> AIM OF THE TASK
All records should be written out again exactly.

> SUPPLIED INFORMATION
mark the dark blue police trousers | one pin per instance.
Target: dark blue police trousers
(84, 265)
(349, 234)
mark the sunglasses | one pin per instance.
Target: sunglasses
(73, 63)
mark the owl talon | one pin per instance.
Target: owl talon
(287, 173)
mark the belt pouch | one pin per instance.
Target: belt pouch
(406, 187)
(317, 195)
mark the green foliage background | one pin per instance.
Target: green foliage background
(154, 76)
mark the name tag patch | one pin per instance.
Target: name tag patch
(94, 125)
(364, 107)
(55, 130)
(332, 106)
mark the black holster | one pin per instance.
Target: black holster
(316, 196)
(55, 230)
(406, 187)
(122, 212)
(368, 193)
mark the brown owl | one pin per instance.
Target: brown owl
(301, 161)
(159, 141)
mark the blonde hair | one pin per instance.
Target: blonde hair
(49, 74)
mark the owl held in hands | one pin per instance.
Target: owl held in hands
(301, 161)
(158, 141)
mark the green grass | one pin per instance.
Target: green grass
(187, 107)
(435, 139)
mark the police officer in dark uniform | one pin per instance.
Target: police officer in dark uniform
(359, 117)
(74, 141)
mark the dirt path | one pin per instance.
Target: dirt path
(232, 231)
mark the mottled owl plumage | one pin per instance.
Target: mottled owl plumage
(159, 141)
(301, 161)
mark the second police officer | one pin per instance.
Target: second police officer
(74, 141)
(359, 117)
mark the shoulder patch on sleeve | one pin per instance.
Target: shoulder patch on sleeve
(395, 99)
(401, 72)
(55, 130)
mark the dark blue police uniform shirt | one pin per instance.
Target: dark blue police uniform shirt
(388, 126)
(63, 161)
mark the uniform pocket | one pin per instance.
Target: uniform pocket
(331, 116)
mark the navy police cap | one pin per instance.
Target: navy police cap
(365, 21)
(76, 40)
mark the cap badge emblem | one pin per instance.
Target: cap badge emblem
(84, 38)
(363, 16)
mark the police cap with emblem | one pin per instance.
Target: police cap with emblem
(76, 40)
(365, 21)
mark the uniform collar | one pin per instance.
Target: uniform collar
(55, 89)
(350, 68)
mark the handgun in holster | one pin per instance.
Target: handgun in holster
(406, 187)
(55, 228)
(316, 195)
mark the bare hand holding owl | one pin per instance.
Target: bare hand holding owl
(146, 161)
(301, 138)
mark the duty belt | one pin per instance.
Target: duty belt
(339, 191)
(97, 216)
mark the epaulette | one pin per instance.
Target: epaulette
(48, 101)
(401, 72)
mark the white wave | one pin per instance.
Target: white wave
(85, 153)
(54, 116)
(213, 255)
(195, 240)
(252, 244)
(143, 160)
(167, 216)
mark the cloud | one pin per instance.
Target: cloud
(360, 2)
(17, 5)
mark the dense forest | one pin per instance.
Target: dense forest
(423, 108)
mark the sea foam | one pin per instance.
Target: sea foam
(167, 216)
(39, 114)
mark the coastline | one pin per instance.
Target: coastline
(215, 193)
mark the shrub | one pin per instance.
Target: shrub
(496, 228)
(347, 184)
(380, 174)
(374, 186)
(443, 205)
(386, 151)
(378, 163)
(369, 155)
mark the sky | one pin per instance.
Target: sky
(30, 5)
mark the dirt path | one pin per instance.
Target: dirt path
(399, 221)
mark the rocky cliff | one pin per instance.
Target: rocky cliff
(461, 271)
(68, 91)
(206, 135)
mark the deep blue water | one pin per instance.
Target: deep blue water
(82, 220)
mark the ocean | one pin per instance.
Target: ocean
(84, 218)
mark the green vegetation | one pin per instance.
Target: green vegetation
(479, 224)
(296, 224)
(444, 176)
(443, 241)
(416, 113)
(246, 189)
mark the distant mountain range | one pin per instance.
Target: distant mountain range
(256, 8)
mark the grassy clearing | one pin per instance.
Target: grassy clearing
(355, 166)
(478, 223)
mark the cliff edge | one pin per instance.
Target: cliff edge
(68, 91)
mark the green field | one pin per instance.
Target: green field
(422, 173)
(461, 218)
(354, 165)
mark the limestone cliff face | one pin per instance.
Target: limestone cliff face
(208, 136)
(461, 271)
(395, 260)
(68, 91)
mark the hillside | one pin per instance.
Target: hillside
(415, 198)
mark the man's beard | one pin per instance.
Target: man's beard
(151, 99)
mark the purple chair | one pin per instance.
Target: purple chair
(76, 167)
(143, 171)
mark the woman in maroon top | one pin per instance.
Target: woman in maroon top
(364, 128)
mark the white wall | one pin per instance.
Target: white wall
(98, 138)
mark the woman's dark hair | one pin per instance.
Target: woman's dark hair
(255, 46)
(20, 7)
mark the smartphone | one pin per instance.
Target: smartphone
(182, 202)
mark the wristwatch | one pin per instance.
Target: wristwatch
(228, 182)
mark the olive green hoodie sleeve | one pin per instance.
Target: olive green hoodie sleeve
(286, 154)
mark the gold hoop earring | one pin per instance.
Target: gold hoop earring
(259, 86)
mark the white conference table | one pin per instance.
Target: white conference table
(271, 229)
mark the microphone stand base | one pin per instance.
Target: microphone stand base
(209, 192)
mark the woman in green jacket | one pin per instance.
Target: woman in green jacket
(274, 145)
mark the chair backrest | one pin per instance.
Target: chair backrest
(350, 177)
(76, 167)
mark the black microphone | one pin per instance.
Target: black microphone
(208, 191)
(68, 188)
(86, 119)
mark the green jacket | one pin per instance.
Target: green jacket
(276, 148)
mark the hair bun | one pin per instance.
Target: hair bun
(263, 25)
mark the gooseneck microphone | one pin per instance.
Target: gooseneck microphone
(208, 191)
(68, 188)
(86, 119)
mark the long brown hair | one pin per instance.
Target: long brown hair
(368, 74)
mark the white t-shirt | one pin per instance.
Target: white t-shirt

> COMPLETED EXERCISE
mark the dark blue police trousers | one pin per instance.
Target: dark blue police trousers
(84, 265)
(349, 234)
mark the sunglasses | one pin per instance.
Target: sunglasses
(73, 63)
mark the owl talon | one pin per instance.
Target: owl talon
(287, 173)
mark the belt pouch | one pin per instance.
Target: belt pouch
(406, 187)
(317, 195)
mark the green foliage background | one pin per instance.
Target: green foliage background
(154, 76)
mark the name tag patch | one pin per instance.
Target: name tag patch
(94, 125)
(364, 107)
(55, 130)
(332, 106)
mark the black holster | one pin per instance.
Target: black holster
(316, 196)
(55, 230)
(406, 187)
(122, 212)
(368, 193)
mark the brown owl | one pin per instance.
Target: brown owl
(301, 161)
(159, 141)
mark the blonde hair | one pin per instance.
Target: blonde hair
(49, 74)
mark the owl held in hands | one pin per instance.
Target: owl held in hands
(301, 161)
(158, 141)
mark the green grass | one pin per instance.
Target: green grass
(187, 107)
(435, 139)
mark the police officer in dark uniform | one pin per instance.
Target: police officer in dark uniform
(359, 117)
(74, 141)
mark the dirt path | one pin per instance.
Target: dirt path
(232, 231)
mark the mottled owl plumage | one pin per instance.
Target: mottled owl plumage
(159, 141)
(301, 161)
mark the second police officer | one pin per instance.
Target: second police officer
(74, 141)
(359, 117)
mark the shoulder patch on sleeve | one pin per instance.
Target: shoulder patch on sleeve
(395, 99)
(401, 72)
(55, 130)
mark the dark blue police uniform shirt | one pin per instance.
Target: dark blue police uniform shirt
(388, 126)
(63, 161)
mark the uniform pocket | one pin per instance.
Target: uniform pocket
(331, 116)
mark the navy police cap | one pin per instance.
Target: navy police cap
(365, 21)
(76, 40)
mark the cap badge emblem | one pin per instance.
Target: cap badge emblem
(84, 38)
(363, 16)
mark the police cap with emblem | one pin per instance.
Target: police cap with emblem
(76, 40)
(365, 21)
mark the uniform collar | one pin per instance.
Target: uniform collar
(55, 89)
(350, 68)
mark the handgun in holster | one pin per instance.
Target: handgun in holster
(406, 187)
(55, 228)
(316, 195)
mark the bare hand holding owl | one pin per instance.
Target: bare hand holding owl
(146, 161)
(301, 138)
mark the duty belt | one pin per instance.
Target: duty belt
(339, 191)
(97, 216)
mark the epaulette | one pin per instance.
Target: epaulette
(48, 101)
(401, 72)
mark the white wave | one pin per instance.
Target: white wave
(85, 153)
(54, 116)
(213, 255)
(195, 240)
(252, 244)
(143, 160)
(167, 216)
mark the cloud | one pin per instance.
Target: cloud
(360, 2)
(17, 5)
mark the dense forest | one pin per instance.
Target: dense forest
(423, 108)
mark the sea foam | one pin per instance.
Target: sea foam
(167, 216)
(39, 114)
mark the coastline | one pin per instance.
Target: coastline
(215, 193)
mark the shrub | one pin per instance.
Target: shrub
(496, 228)
(347, 184)
(380, 174)
(374, 186)
(443, 205)
(386, 151)
(378, 163)
(369, 155)
mark the sky | one pin per instance.
Target: sky
(30, 5)
mark the dirt path | one pin per instance.
Target: dirt path
(399, 221)
mark the rocky cliff | one pin per instance.
Target: rocky cliff
(461, 271)
(68, 91)
(206, 135)
mark the deep blue water | one pin per instance.
Target: deep blue water
(82, 220)
mark the ocean | one pin per instance.
Target: ocean
(84, 218)
mark the green vegetation | one pin per instance.
Target: green vegetation
(479, 224)
(296, 224)
(444, 176)
(443, 241)
(416, 113)
(246, 189)
mark the distant mountain range | one pin per instance.
Target: distant mountain range
(256, 8)
mark the grassy clearing | one pin per instance.
Target: grassy clearing
(355, 166)
(478, 223)
mark the cliff edge | one pin per instance.
Target: cliff edge
(68, 91)
mark the green field | one pin per instance.
Target: green field
(422, 173)
(461, 218)
(354, 165)
mark the limestone cliff face | one pin per instance.
Target: limestone cliff face
(208, 136)
(461, 271)
(395, 260)
(68, 91)
mark the hillside | one pin per instance.
Target: hillside
(415, 198)
mark the man's beard | one pin per instance.
Target: man's beard
(151, 99)
mark the purple chair | one pin per instance.
Target: purple chair
(76, 167)
(143, 171)
mark the woman in maroon top | one pin per instance.
Target: woman in maroon top
(364, 128)
mark the white wall | one pin per instance.
Target: white wall
(98, 138)
mark the woman's dark hair | one pin per instance.
Target: woman's dark hair
(255, 46)
(20, 7)
mark the smartphone | one pin per instance.
Target: smartphone
(182, 202)
mark the wristwatch | one pin per instance.
Target: wristwatch
(228, 182)
mark the olive green hoodie sleeve | one pin per instance.
Target: olive green hoodie sleeve
(286, 154)
mark the gold hoop earring | one pin per instance.
Target: gold hoop earring
(259, 86)
mark the white conference table | one pin per instance.
Target: white conference table
(271, 229)
mark the microphone stand base | one pin per instance.
Target: microphone stand base
(209, 192)
mark the woman in green jacket | one pin per instance.
Target: woman in green jacket
(274, 145)
mark the chair backrest | one pin per instance.
Target: chair backrest
(350, 177)
(76, 167)
mark the black microphone | one pin per instance.
Target: black microphone
(208, 191)
(68, 188)
(86, 119)
mark the green jacket | one pin per instance.
Target: green jacket
(276, 148)
mark the hair bun | one pin per instance.
Target: hair bun
(263, 25)
mark the gooseneck microphone | one pin per instance.
Target: gooseneck microphone
(208, 191)
(68, 188)
(86, 119)
mark the long brown hair | one pin per instance.
Target: long brown hair
(368, 74)
mark the white t-shirt | one pin per instance.
Target: white t-shirt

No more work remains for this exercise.